§ **WHAT TO PRODUCE**
Reproduce verbatim only the lines from the one containing "Target: fallen log" through the last line below, both included.

>> START DATA FOR THIS TASK

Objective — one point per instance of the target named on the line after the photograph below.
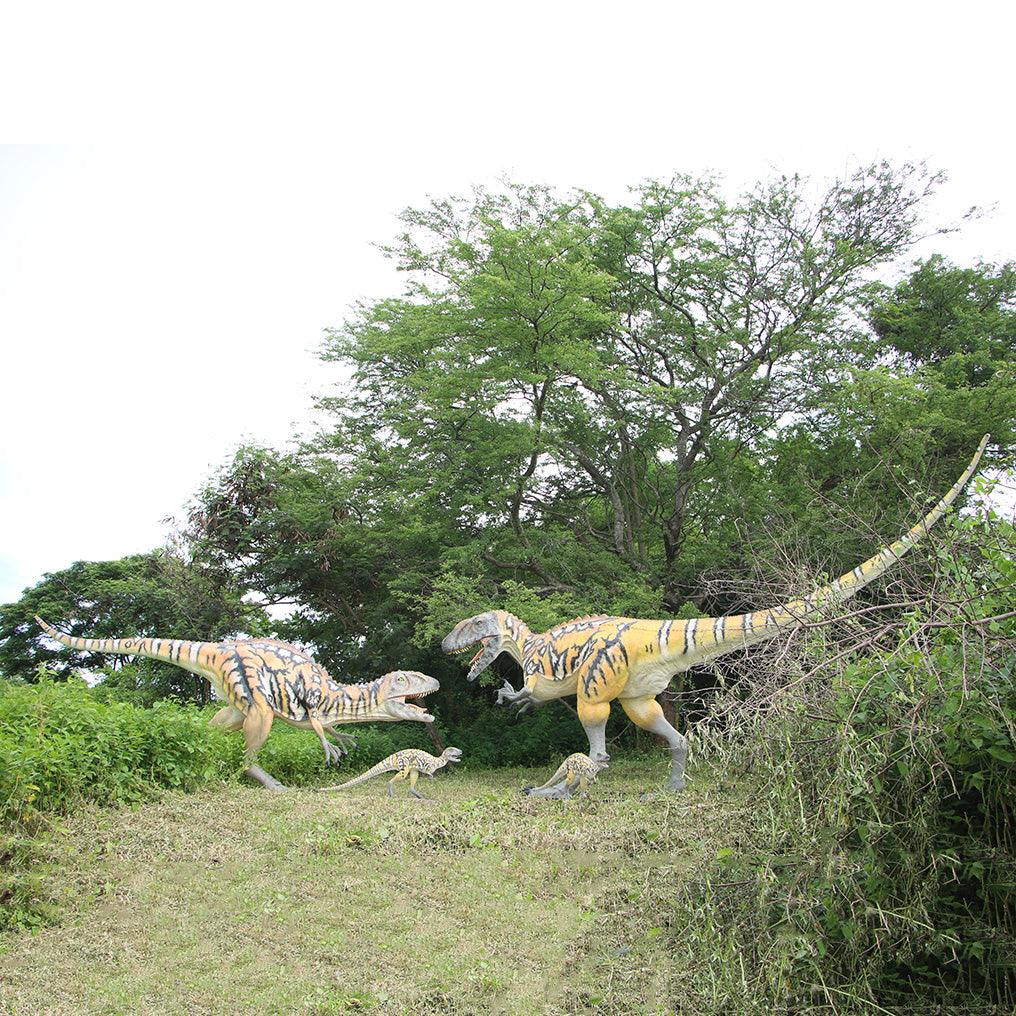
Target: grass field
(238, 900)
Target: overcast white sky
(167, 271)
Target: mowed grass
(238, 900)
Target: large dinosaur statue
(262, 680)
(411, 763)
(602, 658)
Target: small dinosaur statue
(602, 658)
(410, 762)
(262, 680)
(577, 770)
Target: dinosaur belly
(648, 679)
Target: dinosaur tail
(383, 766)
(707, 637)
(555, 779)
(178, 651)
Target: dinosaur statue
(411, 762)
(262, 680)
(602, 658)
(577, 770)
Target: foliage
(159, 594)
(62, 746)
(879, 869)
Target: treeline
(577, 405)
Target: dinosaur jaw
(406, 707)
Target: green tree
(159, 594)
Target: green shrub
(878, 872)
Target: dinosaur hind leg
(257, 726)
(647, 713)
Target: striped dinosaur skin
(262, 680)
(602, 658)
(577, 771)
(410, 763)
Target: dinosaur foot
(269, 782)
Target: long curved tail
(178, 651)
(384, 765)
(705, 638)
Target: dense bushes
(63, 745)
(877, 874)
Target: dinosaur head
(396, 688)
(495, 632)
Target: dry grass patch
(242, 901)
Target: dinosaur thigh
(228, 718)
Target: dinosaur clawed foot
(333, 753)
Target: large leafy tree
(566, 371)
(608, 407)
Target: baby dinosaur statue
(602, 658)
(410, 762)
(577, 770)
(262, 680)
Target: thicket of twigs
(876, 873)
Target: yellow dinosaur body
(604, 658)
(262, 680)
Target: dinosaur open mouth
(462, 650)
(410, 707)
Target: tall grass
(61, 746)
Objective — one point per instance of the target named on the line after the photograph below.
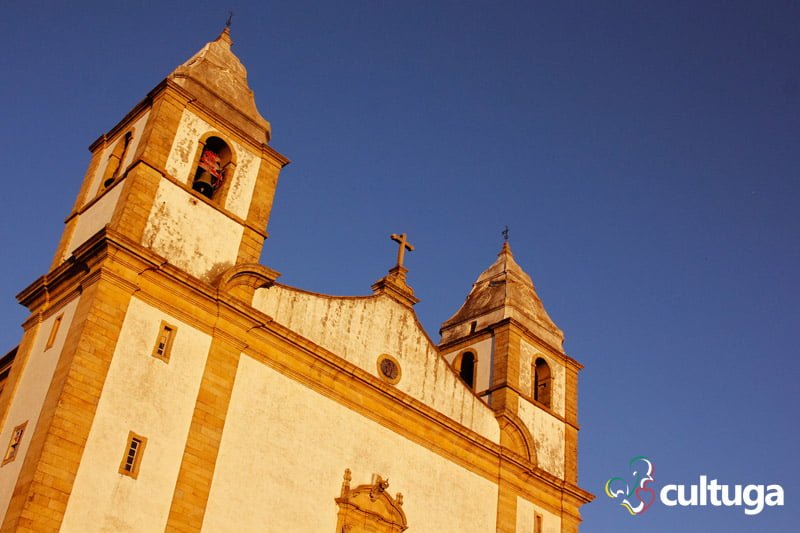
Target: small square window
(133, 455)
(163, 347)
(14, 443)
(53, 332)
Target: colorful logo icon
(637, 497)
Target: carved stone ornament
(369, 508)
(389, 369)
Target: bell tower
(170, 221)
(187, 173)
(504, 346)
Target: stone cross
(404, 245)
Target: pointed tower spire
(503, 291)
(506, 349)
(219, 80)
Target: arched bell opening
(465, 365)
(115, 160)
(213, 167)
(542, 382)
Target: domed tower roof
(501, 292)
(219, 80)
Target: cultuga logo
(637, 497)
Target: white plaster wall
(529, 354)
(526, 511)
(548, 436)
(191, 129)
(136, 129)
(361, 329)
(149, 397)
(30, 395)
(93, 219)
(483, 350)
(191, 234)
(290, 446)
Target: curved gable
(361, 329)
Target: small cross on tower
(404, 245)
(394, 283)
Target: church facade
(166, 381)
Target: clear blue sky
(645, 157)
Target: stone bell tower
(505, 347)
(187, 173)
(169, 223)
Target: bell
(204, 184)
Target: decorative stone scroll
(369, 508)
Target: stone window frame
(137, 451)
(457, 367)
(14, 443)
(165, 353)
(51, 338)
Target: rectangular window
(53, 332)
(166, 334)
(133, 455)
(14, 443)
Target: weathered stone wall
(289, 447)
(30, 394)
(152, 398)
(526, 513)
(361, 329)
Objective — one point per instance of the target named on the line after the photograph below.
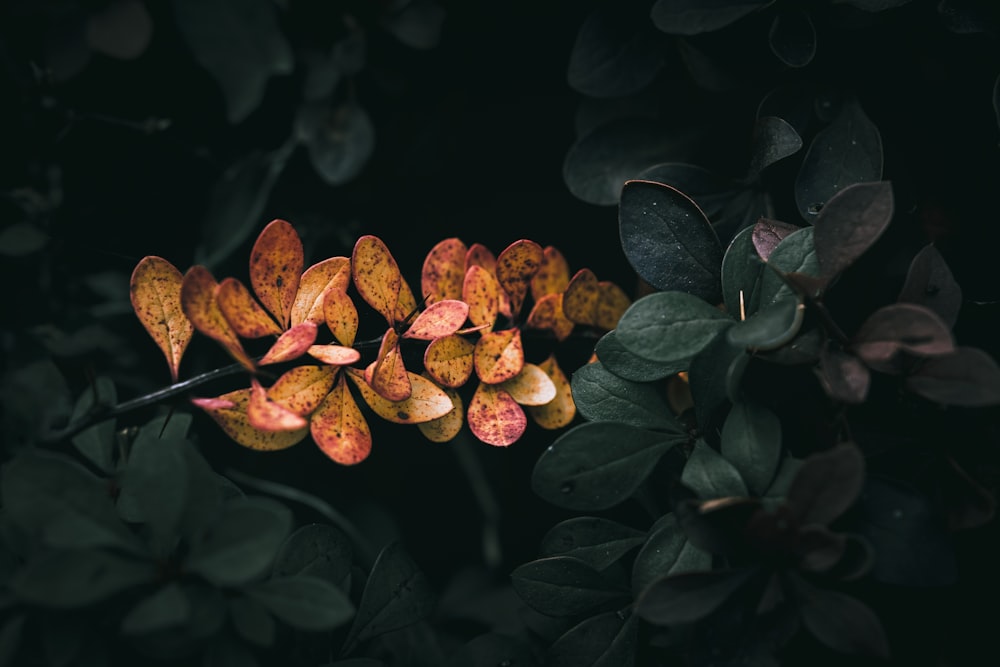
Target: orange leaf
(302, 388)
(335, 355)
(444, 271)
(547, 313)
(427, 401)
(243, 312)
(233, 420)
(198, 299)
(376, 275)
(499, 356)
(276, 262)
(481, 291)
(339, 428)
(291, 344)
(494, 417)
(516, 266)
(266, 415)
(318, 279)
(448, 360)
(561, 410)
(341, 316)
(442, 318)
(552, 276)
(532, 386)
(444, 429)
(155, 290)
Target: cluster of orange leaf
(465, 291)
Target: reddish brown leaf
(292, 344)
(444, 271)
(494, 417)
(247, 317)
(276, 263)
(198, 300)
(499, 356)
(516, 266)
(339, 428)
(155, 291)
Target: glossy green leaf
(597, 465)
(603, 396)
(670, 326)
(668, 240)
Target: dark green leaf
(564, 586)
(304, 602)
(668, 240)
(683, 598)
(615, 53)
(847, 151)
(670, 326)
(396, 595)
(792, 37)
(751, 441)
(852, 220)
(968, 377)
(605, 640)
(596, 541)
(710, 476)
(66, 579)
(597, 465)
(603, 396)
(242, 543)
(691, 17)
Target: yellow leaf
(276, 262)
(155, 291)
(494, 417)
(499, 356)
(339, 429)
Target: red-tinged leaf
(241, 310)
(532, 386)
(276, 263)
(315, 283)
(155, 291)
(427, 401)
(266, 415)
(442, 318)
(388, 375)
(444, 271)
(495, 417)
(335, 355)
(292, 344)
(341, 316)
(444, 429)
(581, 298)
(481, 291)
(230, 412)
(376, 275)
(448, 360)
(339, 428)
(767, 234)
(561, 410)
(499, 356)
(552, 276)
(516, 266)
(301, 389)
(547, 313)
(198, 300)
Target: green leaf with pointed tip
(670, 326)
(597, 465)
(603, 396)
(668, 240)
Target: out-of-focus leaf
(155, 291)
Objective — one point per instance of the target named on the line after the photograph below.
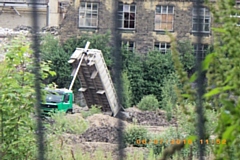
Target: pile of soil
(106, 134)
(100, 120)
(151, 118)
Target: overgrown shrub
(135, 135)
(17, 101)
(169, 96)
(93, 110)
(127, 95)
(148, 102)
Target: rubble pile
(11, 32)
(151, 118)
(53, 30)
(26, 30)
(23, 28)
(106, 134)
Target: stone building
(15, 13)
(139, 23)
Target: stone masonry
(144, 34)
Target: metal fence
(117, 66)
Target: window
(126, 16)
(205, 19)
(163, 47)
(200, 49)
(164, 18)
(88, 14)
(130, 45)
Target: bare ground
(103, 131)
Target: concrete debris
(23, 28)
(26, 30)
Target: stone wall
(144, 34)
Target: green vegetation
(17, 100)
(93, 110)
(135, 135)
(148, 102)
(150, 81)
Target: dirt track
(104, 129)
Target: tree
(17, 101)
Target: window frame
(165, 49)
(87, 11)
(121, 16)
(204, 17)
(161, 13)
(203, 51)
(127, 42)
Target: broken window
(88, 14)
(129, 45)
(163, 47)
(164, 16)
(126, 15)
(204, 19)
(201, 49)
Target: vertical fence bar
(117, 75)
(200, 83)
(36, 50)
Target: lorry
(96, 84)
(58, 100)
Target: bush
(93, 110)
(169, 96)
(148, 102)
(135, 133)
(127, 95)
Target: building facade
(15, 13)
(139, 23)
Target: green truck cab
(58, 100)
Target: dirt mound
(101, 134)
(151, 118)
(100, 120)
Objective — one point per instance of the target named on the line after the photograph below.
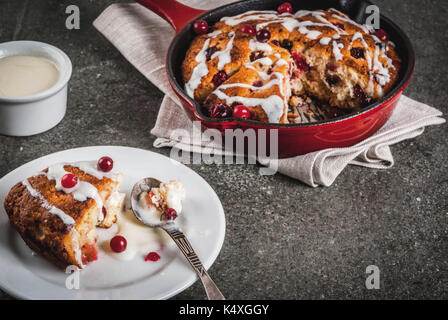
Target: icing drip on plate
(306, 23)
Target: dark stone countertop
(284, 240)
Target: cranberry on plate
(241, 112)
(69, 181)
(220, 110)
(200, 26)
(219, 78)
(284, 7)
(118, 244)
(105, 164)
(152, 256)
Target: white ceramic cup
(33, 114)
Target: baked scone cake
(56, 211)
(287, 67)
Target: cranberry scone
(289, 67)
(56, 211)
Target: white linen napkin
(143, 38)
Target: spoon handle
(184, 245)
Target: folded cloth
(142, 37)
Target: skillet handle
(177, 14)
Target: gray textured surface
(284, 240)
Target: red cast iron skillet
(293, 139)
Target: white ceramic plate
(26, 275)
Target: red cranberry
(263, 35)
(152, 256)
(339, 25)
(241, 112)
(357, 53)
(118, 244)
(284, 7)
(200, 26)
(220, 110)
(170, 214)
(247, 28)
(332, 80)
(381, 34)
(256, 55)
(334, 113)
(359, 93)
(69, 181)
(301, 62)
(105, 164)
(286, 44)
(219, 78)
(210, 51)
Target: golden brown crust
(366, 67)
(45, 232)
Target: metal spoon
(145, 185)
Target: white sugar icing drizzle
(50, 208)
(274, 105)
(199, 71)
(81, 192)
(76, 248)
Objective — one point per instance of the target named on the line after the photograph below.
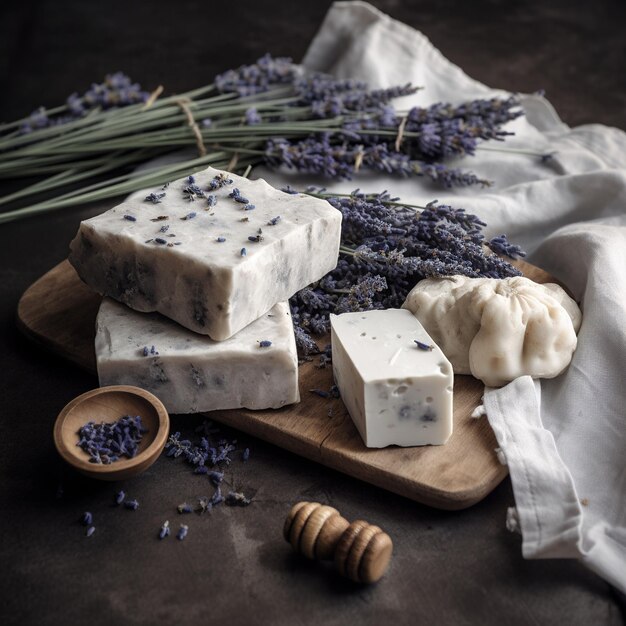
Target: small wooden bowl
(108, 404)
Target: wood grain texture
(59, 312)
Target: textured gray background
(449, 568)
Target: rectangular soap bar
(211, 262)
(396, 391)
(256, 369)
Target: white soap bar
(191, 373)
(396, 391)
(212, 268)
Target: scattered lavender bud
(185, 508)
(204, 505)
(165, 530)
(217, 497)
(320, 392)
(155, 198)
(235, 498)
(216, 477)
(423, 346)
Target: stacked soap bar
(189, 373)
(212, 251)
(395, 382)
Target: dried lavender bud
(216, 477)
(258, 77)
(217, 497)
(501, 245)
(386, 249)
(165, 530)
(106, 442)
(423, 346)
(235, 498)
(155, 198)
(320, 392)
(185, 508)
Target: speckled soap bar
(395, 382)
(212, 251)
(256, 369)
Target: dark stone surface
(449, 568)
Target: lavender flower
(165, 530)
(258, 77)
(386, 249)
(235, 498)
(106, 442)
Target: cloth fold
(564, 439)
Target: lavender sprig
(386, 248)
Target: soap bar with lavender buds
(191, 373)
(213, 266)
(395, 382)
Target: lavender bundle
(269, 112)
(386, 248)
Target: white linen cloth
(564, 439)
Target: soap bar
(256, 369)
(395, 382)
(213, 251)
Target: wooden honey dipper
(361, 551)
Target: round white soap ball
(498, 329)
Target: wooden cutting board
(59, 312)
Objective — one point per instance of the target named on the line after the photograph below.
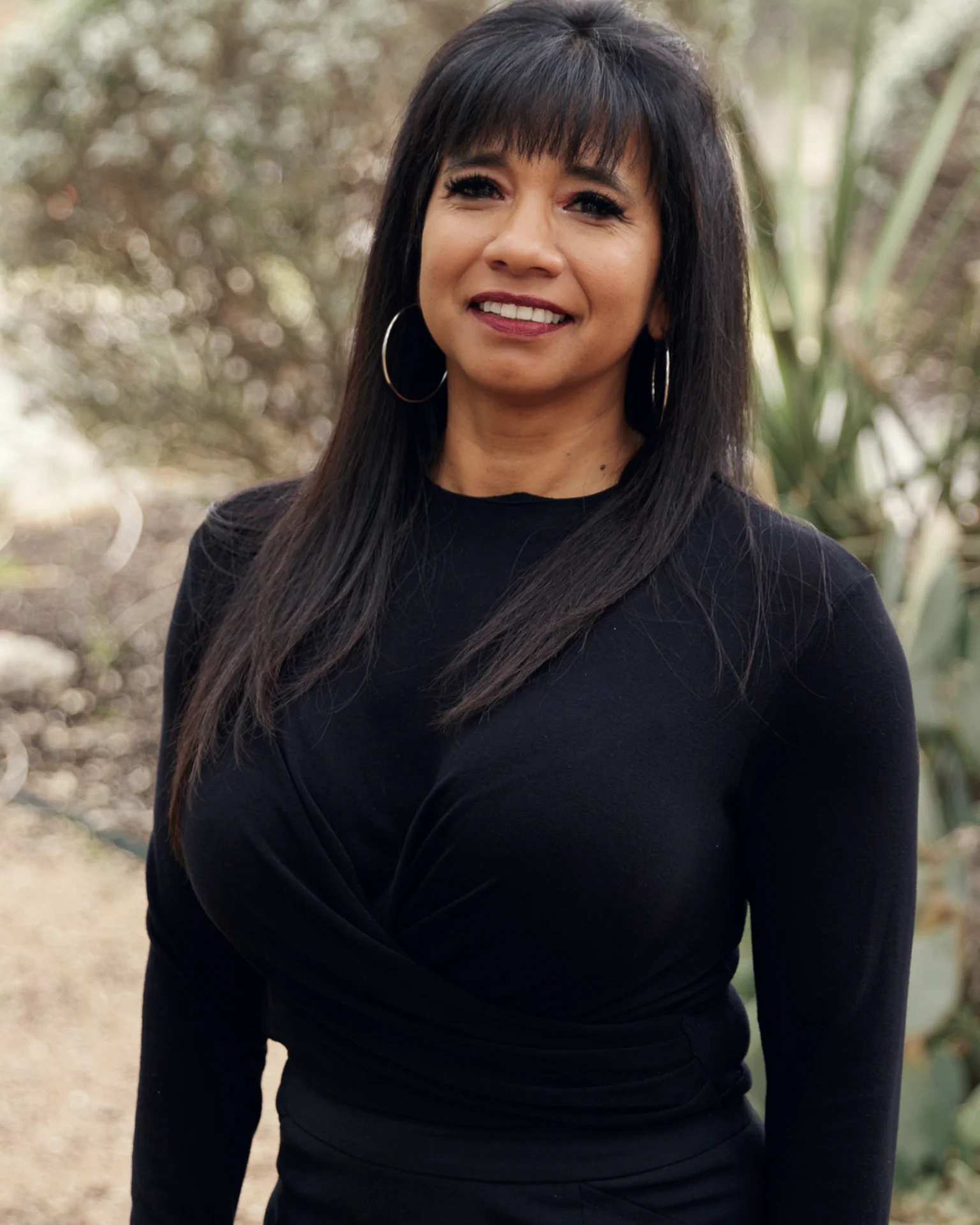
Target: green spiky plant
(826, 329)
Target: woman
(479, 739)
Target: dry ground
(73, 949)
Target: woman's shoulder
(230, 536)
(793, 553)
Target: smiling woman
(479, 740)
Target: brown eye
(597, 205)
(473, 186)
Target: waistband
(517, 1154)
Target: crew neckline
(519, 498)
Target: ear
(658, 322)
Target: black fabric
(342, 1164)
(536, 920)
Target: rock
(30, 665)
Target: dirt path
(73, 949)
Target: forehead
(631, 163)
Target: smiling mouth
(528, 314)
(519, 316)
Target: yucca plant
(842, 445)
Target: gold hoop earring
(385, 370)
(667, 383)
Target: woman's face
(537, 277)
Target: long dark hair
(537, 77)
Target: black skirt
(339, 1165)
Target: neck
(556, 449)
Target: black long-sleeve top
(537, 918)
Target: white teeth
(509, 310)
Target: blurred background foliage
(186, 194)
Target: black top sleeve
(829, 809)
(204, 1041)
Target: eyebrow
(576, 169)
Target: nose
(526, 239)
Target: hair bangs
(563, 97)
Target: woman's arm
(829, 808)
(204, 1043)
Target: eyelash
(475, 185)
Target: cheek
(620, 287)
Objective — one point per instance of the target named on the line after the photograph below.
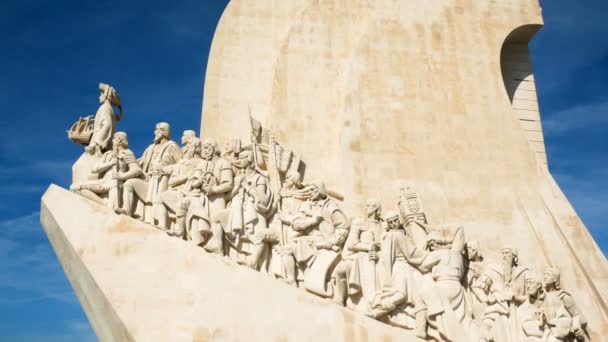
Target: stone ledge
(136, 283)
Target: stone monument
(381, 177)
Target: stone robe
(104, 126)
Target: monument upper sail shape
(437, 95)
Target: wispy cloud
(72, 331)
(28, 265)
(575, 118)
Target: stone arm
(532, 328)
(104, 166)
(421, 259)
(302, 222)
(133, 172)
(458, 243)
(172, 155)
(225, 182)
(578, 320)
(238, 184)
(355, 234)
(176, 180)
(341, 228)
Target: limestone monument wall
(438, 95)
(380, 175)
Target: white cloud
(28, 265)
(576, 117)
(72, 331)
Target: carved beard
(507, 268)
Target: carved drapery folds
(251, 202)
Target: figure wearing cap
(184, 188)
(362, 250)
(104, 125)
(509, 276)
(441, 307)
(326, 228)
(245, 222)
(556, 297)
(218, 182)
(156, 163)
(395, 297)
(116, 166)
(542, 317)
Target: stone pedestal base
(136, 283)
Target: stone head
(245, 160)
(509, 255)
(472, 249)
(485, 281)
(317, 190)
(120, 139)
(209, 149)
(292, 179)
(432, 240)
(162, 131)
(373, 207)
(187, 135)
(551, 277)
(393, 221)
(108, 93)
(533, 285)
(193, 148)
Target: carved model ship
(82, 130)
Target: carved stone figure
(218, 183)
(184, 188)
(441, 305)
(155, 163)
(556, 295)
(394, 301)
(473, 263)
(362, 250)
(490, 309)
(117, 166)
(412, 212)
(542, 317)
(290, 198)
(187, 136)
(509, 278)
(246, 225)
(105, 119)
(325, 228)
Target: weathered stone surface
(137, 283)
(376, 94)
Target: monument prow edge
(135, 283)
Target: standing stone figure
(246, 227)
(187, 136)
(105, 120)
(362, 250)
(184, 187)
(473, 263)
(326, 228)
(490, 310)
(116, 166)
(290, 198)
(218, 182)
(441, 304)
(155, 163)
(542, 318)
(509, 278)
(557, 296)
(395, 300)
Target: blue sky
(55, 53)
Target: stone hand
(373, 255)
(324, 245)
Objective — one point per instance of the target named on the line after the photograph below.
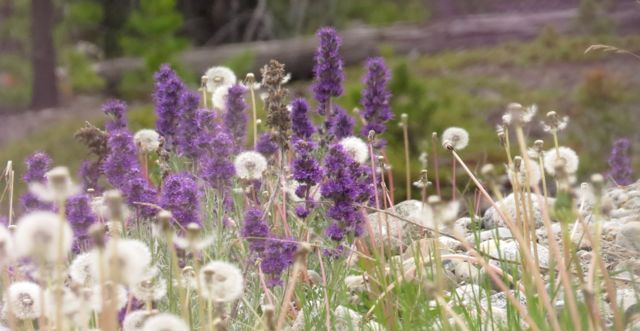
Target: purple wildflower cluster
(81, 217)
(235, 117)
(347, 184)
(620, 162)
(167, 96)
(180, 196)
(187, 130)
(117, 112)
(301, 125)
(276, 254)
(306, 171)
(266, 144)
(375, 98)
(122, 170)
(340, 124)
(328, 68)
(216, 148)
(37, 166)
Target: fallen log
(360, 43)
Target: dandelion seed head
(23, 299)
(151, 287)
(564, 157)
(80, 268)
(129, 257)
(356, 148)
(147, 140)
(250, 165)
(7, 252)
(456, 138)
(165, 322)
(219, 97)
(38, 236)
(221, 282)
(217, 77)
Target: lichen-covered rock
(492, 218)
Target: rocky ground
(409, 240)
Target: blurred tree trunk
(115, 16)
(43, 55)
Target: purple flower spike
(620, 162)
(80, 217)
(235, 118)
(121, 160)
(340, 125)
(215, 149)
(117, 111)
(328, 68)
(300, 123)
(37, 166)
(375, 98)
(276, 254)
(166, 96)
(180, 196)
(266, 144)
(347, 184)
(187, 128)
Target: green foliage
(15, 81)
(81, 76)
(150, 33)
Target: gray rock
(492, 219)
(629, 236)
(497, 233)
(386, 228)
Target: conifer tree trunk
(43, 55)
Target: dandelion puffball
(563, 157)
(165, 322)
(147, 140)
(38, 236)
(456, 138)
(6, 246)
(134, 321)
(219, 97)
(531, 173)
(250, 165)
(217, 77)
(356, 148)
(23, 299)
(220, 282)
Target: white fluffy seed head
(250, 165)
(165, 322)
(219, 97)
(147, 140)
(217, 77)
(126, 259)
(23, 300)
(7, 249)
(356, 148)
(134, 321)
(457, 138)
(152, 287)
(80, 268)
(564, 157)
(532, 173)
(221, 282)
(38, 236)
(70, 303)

>> END DATA FOR THIS TASK

§ **OUTPUT OF THE EXERCISE**
Target: fallen log
(360, 43)
Target: dandelion seed head
(23, 299)
(151, 287)
(564, 157)
(80, 268)
(129, 257)
(356, 148)
(147, 140)
(250, 165)
(7, 252)
(456, 138)
(165, 322)
(219, 97)
(38, 236)
(221, 282)
(217, 77)
Target: lichen-covered rock
(492, 218)
Target: rocky ground
(409, 240)
Target: blurred tree trunk
(115, 16)
(43, 55)
Target: purple flower spike
(620, 162)
(80, 217)
(235, 118)
(121, 160)
(340, 125)
(215, 149)
(117, 111)
(328, 68)
(300, 123)
(37, 166)
(375, 98)
(276, 254)
(166, 96)
(180, 196)
(266, 144)
(347, 184)
(187, 128)
Target: green foliage
(15, 81)
(81, 76)
(150, 33)
Target: gray rock
(492, 219)
(629, 236)
(497, 233)
(386, 228)
Target: conifer tree trunk
(43, 55)
Target: dandelion puffball
(563, 157)
(165, 322)
(147, 140)
(38, 236)
(456, 138)
(6, 246)
(134, 321)
(219, 97)
(531, 173)
(250, 165)
(217, 77)
(356, 148)
(23, 299)
(220, 282)
Target: white fluffy seed head
(250, 165)
(165, 322)
(219, 97)
(147, 140)
(217, 77)
(126, 259)
(23, 300)
(7, 249)
(356, 148)
(134, 321)
(457, 138)
(152, 287)
(80, 268)
(564, 157)
(532, 173)
(221, 282)
(38, 236)
(70, 303)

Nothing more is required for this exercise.